[TEKS YANG DIBERIKAN]
Dari sisi sumber daya manusia (SDM) masih kalah dengan Singapura, Brunei,
Malaysia, Thailand an Philipina (lihat Human Development Index Report 2013
yang dikeluarkan United Nations Development Programme)[7].
Dari sisi pengelolaan negara, Indonesia masih lemah karena korupsinya masih
lebih tinggi dari Singapura, Brunei, Malaysia, Thailand dan Philipina (lihat
angka Corruption Perceptions Index (CPI) 2013 yang dikeluarkan Transparency
International [8]).
Sebaliknya dalam pengelolaan negara justru terdapat “kesesatan” yang dapat
menghambat pembangunan industri dalam negeri Indonesia. Setidaknya
seperti yang ditunjukkan Faisal Basri dalam artikel berjudul “Sesat Pikir
Industrialisasi“[9].

[BAGIAN LATIHAN]
a) Dalam teks tentang posisi Indonesia dibanding negara tetangga, siapa yang mengeluarkan Corruption Perceptions Index (CPI) 2013?
b) Sebutkan semua negara yang menjadi pembanding Indonesia dalam teks tentang posisi Indonesia dibanding negara tetangga.
c) Teruskan teks tentang posisi Indonesia dibanding negara tetangga, mulai setelah kalimat terakhirnya.

Data garis batas wilayah bernama

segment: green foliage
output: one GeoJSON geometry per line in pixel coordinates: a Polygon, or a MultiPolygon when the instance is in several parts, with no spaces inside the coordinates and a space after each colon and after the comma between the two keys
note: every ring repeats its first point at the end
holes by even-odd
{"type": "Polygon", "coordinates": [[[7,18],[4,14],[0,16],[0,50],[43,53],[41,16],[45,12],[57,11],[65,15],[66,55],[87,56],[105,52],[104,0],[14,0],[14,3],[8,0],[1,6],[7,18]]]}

[HASIL PER TUGAS]
a) Transparency International.

b) Singapura, Brunei, Malaysia, Thailand, Philipina

c)
Walau pemerintah telah megesahkan
Undang-Undang Perindustrian baru (pengganti UU No. 5 Tahun 1984), menurut
Faisal Basri, struktur tariff (bea masuk) di Indonesia masih bersifat
anti-industrialisasi. Contohnya, impor bahan baku atau komponen dikenakan PPh
pasal 22 yang baru saja dinaikkan menjadi 7,5 persen. Kalau pabrikan mengimpor
komponen senilai 1 miliar dollar AS, harus membayar PPh pasal 22 sebesar
75 juta dollar AS. Belum berproduksi sama sekali sudah dikenakan pungutan
macam-macam. Menusut Faisal Basri, pabrik telepon genggam bakal sulit tumbuh di
Indonesia jika bea masuk untuk telepon genggam nol persen, sedangkan bea masuk
untuk komponennya berkisar antara 5 persen sampai 15 persen. Kalau strukturnya
seperti itu, jelas lebih untung mengimpor telepon genggam ketimbang
memproduksinya di dalam negeri.
Jika mencemati pandangan Faisal
Basri tersebut, maka ada insikasi terjadinya kekacauan logika dalam kebijakan
pembangunan industri dalam negeri. Logikanya, kalau dalam struktur kebijakan
pembangunan industri dalam negeri saja sudah terdapat “kesesatan pikir” yang
kurang mendukung tumbuhnya industri lokal di Indonesia, bagaimana mungkin
nasionalisme Indonesia dapat dijaga dalam menghadapai persaingan bebas ASEAN
nanti? Jangan-jangan, nasionalisme para pengusaha Indonesia akan makin luntur
oleh kebijakan aneh yang ditetapkan oleh para aparatur negara sendiri. Betapa
tidak, selain adanya indikasi “sesat pikir” tersebut, birokrasi Indonesia dalam
ekspor-impor juga masih sering dikeluhkan berbelit-belit.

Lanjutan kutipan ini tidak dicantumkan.